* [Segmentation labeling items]
↓↓↓
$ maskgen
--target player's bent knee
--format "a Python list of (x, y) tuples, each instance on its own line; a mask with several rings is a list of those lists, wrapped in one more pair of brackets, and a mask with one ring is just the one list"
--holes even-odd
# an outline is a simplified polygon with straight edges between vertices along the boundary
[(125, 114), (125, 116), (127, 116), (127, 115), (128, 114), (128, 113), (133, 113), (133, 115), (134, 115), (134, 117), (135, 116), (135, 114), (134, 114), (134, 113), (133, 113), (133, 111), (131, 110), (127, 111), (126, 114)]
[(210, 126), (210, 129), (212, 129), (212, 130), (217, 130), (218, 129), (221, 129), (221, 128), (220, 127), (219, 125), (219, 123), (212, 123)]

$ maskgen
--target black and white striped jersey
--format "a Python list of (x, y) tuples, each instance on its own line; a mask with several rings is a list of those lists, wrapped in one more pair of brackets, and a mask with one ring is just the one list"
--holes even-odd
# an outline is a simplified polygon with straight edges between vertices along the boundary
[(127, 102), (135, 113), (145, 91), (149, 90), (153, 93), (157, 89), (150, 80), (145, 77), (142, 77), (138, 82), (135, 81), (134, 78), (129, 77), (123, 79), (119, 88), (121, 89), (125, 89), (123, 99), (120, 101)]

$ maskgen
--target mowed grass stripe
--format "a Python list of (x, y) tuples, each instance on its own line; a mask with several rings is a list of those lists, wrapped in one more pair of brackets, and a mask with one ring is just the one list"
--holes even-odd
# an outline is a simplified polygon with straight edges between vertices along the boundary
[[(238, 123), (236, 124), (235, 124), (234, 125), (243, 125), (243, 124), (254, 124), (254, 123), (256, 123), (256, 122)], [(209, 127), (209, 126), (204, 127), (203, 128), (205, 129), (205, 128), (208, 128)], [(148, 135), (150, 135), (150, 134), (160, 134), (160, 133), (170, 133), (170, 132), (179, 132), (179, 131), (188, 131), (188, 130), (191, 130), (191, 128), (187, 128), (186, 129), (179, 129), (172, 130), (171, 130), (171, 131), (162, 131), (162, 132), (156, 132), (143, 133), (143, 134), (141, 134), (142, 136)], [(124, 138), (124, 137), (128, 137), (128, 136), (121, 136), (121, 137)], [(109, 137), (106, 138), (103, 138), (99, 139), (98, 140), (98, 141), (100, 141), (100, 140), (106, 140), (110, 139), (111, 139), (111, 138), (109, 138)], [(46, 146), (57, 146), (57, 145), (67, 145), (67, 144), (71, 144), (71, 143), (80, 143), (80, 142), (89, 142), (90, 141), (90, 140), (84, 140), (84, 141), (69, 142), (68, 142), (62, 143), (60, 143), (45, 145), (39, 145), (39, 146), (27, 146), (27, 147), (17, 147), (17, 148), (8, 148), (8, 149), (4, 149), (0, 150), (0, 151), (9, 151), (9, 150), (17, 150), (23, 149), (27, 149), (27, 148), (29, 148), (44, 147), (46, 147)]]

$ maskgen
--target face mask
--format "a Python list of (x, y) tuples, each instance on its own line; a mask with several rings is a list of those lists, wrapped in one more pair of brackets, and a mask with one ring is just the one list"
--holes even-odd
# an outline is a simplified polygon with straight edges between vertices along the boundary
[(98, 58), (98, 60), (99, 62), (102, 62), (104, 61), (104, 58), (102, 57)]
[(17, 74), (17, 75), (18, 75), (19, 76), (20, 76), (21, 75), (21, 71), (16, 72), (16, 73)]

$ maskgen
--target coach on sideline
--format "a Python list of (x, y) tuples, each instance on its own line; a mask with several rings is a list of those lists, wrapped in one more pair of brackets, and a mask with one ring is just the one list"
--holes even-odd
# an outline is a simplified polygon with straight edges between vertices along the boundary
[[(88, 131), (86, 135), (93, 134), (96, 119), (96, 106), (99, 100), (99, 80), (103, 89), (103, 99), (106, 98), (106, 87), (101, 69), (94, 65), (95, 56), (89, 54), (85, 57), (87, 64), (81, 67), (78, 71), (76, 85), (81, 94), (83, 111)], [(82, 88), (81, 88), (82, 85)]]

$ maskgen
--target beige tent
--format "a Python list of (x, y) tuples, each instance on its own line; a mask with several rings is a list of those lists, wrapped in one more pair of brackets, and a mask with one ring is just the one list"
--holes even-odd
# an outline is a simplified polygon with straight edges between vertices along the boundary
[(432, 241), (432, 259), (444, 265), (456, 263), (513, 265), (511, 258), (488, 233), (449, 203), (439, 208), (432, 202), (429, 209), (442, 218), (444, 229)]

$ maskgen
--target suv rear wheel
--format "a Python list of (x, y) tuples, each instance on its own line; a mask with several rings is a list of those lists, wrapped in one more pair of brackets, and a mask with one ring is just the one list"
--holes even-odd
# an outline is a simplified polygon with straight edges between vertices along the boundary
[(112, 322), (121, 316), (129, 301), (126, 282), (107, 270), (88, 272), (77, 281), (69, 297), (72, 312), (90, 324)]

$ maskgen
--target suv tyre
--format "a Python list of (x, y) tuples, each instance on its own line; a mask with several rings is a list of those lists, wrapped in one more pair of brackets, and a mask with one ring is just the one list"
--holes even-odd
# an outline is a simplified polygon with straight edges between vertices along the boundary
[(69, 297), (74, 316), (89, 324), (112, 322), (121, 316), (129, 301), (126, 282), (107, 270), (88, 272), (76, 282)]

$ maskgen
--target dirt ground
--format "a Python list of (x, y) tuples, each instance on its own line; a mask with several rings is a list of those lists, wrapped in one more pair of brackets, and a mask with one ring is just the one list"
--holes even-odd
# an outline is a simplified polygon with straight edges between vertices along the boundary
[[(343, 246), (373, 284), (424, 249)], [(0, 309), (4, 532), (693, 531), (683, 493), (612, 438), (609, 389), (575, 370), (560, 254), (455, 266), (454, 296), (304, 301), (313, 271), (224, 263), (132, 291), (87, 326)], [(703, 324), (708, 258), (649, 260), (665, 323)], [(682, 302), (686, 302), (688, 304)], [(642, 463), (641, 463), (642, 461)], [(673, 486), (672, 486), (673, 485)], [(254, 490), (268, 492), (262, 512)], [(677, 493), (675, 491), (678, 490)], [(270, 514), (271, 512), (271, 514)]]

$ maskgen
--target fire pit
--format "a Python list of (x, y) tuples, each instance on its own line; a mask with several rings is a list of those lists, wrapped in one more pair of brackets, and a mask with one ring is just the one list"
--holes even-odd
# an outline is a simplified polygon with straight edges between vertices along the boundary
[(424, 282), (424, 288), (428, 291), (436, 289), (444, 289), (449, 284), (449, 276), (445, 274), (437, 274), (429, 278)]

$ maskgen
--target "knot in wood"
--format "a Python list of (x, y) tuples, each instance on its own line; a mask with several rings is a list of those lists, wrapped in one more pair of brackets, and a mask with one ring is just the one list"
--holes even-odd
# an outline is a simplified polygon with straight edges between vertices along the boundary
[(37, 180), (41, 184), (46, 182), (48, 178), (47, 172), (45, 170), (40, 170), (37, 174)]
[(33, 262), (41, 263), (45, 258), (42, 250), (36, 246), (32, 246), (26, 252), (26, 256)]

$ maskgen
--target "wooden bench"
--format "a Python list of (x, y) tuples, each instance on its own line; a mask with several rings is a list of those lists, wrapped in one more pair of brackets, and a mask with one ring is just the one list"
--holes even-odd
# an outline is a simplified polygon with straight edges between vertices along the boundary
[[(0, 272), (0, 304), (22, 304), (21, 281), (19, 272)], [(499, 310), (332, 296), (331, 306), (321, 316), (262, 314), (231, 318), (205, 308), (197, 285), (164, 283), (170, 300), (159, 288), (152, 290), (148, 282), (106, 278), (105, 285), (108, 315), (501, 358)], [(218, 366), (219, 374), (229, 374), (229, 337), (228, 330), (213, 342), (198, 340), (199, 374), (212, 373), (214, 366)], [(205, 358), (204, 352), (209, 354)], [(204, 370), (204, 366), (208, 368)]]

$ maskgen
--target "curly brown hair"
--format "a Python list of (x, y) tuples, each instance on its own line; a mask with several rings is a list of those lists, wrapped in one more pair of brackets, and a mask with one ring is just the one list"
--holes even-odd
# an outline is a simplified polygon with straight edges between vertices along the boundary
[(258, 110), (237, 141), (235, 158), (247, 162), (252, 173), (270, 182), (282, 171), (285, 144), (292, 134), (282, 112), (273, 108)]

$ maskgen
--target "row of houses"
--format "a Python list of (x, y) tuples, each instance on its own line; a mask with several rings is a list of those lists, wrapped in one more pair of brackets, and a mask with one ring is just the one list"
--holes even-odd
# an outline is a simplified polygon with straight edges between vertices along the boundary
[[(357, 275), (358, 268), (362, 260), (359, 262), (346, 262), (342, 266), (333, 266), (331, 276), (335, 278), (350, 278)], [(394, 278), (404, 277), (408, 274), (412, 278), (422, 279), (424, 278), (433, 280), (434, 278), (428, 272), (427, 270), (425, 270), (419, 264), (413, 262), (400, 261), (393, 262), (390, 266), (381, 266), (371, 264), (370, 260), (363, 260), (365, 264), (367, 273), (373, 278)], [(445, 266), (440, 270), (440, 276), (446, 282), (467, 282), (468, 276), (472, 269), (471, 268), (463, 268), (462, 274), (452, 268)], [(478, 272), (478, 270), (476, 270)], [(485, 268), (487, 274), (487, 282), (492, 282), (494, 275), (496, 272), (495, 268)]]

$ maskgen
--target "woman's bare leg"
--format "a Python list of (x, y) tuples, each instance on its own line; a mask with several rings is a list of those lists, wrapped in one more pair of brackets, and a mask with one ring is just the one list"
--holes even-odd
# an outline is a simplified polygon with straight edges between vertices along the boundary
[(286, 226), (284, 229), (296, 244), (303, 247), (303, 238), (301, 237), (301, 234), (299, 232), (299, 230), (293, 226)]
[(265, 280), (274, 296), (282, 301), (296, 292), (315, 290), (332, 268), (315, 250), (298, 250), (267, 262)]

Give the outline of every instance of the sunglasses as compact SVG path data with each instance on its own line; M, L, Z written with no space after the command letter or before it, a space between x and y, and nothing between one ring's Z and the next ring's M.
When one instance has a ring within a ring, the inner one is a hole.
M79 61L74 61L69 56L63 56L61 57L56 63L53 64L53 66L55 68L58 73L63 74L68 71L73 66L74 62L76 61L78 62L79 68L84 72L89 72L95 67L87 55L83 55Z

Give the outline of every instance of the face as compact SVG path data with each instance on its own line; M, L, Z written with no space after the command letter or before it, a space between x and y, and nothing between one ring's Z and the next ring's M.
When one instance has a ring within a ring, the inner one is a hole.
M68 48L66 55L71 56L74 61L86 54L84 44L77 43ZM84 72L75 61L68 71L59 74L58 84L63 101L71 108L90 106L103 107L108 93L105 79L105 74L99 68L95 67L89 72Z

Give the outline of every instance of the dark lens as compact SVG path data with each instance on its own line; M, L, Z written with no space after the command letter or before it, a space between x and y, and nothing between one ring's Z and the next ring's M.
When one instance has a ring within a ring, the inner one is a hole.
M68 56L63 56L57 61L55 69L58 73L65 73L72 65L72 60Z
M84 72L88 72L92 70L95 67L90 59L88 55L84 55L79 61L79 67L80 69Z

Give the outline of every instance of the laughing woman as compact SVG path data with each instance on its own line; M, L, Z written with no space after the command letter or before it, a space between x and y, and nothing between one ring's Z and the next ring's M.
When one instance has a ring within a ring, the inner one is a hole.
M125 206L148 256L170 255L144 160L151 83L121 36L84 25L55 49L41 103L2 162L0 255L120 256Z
↑↑↑
* [Required task] Only the lines from the one containing "Give the outline of every instance of the sunglasses" through the end of the entries above belong in the answer; repeat them exactly.

* [Finished exercise]
Give the outline of every instance of the sunglasses as compact SVG path data with each instance on its own line; M, L, Z written with no space after the command letter or before it, a space between x and y, and nothing between one ring's Z and the next ring's M.
When one instance has a ring within a ring, the inner one is a hole.
M79 61L74 61L69 56L63 56L61 57L56 63L53 64L53 66L55 68L58 73L63 74L68 71L73 66L74 62L76 61L78 62L79 68L84 72L89 72L95 67L87 55L83 55Z

Give the outline of every instance of the face as compact SVG path data with each instance on its own line; M, L, Z written with no space after the command letter or before it, a space between x and y, and nothing between one ring's Z and the next ring's M.
When one instance has a ring within a ring, the inner one is a hole.
M68 48L66 55L71 56L74 61L86 54L84 44L77 43ZM84 72L75 61L68 71L59 74L58 84L63 101L71 108L90 106L103 107L108 93L105 79L105 74L99 68L95 67L89 72Z

Give the outline of every instance of the dark lens as compact SVG path data with each instance on its own line; M, L, Z written with no space after the command letter or before it, a space between x and y, and nothing between one ring's Z and the next ring's M.
When one instance has a ring within a ring, the inner one is a hole.
M68 56L63 56L57 61L55 69L58 73L65 73L72 65L72 60Z
M84 72L88 72L92 70L95 67L90 59L88 55L84 55L79 61L79 67L80 69Z

Give the outline of every instance of the laughing woman as compact SVG path data with each instance on its own line; M, L, Z written with no space after the command letter or before it, a space between x and y, and nothing between one ring's Z and the next ring's M.
When one instance has a ring within a ring, the inner one is a hole.
M125 206L148 256L170 255L144 160L151 83L121 36L84 25L55 49L41 103L2 162L0 255L120 256Z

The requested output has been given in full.